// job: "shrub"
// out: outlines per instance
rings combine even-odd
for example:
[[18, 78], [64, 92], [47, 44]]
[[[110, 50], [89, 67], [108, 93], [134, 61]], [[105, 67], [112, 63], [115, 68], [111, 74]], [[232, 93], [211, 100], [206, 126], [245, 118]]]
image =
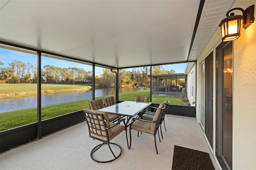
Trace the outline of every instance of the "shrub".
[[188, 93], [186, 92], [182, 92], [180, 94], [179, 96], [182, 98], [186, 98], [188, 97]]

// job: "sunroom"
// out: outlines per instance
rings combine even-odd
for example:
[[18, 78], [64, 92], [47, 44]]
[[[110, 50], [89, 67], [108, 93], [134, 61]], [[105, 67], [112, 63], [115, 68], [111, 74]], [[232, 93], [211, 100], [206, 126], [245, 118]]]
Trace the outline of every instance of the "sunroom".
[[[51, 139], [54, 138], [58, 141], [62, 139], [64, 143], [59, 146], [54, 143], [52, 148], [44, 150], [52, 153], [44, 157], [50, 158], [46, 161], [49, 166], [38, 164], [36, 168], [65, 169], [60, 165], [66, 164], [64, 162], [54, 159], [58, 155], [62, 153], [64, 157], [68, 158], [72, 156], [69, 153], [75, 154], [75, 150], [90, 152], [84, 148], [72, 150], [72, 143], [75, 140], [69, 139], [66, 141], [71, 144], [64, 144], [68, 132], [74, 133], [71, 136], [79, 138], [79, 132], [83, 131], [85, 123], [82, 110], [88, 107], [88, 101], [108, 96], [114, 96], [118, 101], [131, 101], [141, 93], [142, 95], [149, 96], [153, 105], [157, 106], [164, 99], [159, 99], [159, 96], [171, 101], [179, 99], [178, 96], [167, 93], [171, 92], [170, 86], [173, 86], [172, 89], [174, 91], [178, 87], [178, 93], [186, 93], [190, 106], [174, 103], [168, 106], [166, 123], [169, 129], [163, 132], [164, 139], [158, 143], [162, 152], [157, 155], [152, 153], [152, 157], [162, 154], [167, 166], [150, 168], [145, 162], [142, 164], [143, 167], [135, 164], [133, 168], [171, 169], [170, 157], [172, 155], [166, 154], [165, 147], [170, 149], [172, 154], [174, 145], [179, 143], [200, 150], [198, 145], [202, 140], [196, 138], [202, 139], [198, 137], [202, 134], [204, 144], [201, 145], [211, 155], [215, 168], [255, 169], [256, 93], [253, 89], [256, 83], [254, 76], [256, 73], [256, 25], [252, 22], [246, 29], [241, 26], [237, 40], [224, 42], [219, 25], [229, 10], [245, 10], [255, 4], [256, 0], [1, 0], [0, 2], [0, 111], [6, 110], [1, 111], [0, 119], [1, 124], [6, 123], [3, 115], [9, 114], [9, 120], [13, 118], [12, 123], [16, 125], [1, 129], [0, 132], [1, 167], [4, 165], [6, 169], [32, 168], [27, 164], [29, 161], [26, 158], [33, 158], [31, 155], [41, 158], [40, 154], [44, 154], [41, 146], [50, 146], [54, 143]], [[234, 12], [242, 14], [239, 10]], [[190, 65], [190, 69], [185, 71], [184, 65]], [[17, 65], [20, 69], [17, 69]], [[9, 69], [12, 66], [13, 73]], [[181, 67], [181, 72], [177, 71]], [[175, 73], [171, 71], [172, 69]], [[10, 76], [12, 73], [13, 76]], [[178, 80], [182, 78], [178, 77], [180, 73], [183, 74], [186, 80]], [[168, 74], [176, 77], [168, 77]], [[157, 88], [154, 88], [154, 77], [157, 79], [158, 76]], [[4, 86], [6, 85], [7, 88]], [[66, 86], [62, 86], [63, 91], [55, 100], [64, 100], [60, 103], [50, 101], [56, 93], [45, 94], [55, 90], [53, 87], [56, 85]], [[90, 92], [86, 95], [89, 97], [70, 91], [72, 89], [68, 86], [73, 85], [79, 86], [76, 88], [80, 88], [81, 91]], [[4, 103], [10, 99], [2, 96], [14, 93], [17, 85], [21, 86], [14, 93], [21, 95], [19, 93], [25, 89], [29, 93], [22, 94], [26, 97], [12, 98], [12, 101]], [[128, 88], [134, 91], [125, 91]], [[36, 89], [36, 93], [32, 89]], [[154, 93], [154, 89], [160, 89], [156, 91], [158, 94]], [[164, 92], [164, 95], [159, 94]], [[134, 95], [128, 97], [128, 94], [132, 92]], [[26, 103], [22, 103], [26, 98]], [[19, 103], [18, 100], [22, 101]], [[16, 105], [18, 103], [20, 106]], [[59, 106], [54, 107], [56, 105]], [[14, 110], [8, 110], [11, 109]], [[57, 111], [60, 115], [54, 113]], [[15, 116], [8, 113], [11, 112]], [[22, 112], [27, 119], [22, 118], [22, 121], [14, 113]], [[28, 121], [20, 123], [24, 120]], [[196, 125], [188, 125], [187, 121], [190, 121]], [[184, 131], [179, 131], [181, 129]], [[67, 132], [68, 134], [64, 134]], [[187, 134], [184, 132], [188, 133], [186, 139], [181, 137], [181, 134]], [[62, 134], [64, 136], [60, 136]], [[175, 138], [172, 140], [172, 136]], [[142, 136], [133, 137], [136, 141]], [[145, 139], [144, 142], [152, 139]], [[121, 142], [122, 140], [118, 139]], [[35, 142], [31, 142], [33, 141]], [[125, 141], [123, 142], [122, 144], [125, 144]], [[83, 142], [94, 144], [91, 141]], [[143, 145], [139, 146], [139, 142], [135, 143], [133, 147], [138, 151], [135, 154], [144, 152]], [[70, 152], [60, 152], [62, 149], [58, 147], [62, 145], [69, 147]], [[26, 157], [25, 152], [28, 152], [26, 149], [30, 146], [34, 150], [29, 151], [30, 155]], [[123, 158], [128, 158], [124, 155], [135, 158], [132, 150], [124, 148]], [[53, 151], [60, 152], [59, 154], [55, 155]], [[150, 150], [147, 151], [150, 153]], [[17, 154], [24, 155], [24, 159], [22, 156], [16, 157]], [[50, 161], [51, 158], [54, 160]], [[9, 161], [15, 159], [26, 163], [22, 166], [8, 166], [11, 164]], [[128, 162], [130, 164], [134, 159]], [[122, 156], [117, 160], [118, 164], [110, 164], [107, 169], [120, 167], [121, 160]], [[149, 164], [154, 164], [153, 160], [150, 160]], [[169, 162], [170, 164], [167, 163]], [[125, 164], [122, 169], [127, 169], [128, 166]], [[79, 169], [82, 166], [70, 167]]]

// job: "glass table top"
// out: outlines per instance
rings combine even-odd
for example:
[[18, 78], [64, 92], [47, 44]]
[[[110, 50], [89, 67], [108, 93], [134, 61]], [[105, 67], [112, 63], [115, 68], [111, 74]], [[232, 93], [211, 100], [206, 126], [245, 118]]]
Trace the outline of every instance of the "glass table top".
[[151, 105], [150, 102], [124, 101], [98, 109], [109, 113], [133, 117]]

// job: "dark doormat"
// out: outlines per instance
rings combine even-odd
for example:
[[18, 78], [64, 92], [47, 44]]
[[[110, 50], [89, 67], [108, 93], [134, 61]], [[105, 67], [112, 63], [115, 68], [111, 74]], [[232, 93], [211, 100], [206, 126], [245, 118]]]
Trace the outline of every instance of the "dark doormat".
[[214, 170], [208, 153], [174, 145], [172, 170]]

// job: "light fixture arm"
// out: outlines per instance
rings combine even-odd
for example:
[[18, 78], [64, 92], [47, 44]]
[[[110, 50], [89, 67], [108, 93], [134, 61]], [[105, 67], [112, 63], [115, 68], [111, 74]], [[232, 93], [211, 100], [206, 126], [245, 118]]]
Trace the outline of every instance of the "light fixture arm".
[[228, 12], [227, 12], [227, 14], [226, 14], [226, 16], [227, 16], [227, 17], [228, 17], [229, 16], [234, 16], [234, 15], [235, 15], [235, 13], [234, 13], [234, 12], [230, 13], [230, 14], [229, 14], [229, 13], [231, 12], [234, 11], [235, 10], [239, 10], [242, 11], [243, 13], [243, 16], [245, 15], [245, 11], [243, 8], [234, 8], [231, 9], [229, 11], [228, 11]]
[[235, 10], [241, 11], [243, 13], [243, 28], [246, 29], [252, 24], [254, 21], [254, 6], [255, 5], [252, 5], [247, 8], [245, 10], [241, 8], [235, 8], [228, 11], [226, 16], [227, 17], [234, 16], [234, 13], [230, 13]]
______
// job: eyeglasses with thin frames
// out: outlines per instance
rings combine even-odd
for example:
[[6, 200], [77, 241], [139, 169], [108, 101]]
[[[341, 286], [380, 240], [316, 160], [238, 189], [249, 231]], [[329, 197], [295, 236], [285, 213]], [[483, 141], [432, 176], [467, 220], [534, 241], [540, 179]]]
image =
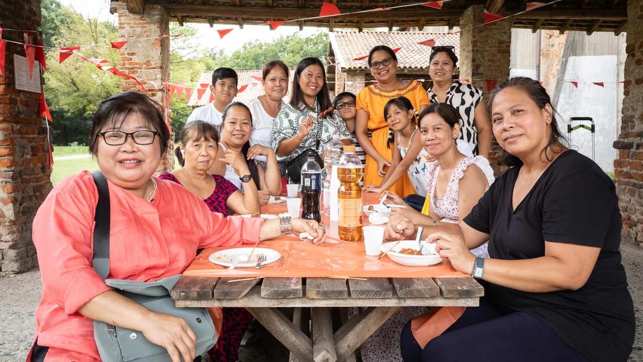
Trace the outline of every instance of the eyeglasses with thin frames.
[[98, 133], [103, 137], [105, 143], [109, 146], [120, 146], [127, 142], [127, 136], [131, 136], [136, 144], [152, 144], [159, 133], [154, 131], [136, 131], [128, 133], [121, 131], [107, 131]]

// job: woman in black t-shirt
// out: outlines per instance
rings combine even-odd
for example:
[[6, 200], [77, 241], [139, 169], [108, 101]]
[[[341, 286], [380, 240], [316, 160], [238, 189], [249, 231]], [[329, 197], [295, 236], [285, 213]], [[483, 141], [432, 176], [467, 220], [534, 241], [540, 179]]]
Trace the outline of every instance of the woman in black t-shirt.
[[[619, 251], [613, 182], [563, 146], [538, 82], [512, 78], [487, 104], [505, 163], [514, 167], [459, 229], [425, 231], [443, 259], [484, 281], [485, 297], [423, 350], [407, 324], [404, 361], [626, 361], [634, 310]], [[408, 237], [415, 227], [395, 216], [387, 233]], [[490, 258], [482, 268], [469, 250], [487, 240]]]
______
- _Task prompt_
Copy out, in full, each line of the rows above that contains the word "doormat".

- _The response_
// job: "dark doormat"
Trace the outline of every instance of the "dark doormat".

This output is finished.